**YOUR TASK:**
Return the exact lines spanning from the line with "headrest is and return its bounding box." through the last line of the entries, boundaries included, and no others.

(Source records)
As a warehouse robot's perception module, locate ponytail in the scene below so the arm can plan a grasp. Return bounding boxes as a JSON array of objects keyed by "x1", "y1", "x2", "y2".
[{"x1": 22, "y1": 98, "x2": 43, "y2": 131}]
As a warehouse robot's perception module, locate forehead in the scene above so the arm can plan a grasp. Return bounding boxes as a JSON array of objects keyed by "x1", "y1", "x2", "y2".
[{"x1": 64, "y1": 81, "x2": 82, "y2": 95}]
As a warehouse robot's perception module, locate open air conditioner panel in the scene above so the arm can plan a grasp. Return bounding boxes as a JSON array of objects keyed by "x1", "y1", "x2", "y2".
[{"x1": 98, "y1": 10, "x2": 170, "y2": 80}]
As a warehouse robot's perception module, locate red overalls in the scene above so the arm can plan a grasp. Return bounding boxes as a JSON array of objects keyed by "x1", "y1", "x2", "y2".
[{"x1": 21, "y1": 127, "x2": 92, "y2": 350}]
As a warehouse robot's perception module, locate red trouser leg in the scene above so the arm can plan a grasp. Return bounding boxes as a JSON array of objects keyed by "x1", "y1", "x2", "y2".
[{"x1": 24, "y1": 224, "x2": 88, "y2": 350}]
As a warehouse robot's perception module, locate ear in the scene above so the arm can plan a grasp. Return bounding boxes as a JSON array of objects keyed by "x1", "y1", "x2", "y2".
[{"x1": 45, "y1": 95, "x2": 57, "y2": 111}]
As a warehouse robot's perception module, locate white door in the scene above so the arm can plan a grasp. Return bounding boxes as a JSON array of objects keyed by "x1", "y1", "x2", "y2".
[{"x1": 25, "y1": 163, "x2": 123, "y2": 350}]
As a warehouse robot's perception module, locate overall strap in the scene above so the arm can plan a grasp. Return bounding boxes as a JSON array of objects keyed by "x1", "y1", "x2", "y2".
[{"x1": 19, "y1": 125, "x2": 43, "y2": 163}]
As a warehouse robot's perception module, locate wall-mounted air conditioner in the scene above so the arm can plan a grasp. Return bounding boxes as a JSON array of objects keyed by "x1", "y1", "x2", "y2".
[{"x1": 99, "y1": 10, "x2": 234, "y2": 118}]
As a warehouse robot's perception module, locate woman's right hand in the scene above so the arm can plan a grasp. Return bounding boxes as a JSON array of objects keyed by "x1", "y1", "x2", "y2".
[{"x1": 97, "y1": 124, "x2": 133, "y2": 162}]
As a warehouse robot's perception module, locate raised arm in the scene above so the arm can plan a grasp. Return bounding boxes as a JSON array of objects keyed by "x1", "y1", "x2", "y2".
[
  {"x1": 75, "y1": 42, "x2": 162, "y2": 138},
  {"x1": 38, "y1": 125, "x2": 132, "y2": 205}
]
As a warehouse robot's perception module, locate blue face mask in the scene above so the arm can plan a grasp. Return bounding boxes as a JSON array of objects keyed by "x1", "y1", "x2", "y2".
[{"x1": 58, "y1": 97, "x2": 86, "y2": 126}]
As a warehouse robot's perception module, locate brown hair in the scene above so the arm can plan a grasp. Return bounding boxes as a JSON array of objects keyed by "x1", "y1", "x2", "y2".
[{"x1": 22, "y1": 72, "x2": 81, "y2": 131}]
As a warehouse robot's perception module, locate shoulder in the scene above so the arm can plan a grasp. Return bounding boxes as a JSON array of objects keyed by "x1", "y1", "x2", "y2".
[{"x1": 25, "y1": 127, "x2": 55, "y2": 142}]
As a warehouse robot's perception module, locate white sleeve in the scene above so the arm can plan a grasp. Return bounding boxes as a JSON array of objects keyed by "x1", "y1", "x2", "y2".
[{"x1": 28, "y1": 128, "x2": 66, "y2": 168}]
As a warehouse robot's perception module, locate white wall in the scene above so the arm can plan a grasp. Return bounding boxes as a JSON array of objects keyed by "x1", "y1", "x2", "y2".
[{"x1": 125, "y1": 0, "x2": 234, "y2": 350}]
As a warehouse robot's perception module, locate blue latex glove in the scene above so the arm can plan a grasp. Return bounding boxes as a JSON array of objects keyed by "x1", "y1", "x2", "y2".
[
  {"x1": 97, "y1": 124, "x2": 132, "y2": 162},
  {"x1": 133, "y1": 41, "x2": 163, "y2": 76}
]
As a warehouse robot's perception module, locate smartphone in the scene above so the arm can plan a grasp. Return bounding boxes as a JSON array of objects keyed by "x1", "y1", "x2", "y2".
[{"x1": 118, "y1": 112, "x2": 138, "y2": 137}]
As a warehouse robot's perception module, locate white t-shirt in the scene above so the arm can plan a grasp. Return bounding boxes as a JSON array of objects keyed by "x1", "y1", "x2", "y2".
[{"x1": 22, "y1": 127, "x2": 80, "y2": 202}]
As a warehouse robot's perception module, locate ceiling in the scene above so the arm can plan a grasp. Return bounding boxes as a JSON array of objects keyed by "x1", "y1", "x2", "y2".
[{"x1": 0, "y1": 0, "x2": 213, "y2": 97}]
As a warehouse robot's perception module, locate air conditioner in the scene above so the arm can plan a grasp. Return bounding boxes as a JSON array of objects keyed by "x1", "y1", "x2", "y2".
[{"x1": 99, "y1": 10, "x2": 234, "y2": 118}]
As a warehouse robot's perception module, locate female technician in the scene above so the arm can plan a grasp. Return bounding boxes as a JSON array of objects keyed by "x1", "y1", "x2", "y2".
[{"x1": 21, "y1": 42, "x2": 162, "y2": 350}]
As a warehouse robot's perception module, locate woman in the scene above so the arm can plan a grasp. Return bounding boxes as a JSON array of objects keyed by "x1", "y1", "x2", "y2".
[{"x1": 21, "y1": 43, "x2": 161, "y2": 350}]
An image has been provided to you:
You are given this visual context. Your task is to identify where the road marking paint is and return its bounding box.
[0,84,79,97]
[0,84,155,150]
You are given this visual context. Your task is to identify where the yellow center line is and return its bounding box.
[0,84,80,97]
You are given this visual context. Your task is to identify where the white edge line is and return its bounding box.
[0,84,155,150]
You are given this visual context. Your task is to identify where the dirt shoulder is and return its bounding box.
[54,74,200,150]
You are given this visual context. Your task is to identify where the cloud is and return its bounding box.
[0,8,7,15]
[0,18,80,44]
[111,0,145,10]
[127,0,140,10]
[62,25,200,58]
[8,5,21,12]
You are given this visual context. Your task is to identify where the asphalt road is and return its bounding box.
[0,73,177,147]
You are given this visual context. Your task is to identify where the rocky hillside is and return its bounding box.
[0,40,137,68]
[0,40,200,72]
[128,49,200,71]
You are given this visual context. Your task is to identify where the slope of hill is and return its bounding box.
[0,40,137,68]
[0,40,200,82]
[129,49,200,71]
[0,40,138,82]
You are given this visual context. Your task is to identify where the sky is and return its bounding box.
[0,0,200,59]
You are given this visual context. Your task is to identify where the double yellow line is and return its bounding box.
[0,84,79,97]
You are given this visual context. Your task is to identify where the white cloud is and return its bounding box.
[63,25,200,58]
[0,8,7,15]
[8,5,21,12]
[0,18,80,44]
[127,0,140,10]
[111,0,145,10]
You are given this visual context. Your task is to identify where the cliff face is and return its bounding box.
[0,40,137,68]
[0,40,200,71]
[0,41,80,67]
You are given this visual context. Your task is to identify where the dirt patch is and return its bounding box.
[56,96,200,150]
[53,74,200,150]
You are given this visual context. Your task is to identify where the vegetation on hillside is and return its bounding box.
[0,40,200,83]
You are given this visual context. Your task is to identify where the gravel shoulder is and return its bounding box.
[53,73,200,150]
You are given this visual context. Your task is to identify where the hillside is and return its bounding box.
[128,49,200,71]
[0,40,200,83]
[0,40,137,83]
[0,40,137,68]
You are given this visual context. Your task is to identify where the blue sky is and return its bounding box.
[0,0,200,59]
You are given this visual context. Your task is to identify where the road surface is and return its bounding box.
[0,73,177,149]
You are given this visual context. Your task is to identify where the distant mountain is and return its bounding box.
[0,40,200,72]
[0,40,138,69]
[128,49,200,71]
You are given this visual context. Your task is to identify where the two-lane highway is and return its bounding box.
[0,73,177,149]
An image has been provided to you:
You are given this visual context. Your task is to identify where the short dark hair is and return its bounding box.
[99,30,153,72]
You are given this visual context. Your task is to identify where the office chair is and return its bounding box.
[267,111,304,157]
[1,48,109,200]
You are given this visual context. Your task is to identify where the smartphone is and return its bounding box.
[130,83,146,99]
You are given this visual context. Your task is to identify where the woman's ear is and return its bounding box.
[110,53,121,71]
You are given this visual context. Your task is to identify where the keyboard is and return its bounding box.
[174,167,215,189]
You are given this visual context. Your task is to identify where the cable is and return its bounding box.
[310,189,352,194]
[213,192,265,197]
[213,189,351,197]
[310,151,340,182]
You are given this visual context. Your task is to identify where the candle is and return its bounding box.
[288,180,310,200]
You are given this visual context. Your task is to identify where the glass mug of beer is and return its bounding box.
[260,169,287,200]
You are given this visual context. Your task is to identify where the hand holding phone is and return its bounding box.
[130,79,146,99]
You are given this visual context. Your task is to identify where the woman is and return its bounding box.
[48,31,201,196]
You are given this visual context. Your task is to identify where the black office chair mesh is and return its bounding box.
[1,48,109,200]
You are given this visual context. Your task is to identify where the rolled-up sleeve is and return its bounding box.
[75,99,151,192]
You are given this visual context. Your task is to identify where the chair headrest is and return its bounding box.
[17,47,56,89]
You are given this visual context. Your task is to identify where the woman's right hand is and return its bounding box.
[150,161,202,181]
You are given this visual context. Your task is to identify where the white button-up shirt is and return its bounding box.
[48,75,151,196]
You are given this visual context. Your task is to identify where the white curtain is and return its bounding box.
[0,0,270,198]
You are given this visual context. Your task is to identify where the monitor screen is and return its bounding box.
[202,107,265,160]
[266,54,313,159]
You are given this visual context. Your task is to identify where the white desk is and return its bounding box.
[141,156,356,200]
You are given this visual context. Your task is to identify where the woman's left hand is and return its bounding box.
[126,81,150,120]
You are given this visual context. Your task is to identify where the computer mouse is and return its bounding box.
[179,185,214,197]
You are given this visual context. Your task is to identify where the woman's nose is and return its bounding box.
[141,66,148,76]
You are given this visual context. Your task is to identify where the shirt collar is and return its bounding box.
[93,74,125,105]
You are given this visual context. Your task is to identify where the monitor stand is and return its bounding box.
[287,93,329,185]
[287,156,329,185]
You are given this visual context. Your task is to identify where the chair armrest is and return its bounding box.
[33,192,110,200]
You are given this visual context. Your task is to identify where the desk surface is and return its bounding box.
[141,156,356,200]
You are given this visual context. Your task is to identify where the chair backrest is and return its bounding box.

**CORRECT OUTPUT:**
You are given this visual context. Your task is to identify where the chair headrest is and return its bounding box.
[17,47,56,89]
You are given this visual context. Your task is to identify where the woman's right hand is and return its bounding box.
[150,161,202,181]
You are given this visual context. Your task is to identify where the white button-up shirt is and return its bounding box.
[48,75,151,196]
You are given this visual context. Your task is to identify where the white curtain is and return its bounding box.
[0,0,270,198]
You are given this visual context. Your task is to identify where the monitor screen is and return its bounding box.
[202,107,265,160]
[266,54,313,159]
You are given this visual context. Your task is to identify where the white desk is and return its bounding box.
[141,156,356,200]
You are given this visual context. Your task is to identify where the woman's left hand is and return its bounding box.
[126,81,150,120]
You are given this visual context. Your task is to identify where the computer mouse is and return its bounding box.
[179,185,214,197]
You are given this visual context. Your task is to identify where the woman's nose is and return its bounding box.
[141,66,148,76]
You are given this visual context. Your task is to identify where the shirt collar is and return its bounding box.
[93,74,125,105]
You are given this visual context. Your task is to identify where the monitor stand is and return its bounding box.
[287,93,329,185]
[287,156,329,185]
You are given this visual context. Your task is to identify where the chair armrest is and return its bounding box.
[33,192,110,200]
You are given this visual context. Your task is to identify where the desk surface is and return its bounding box.
[141,156,356,200]
You are given this visual context. Your task is to identify where the chair backrest is and return its bounding box.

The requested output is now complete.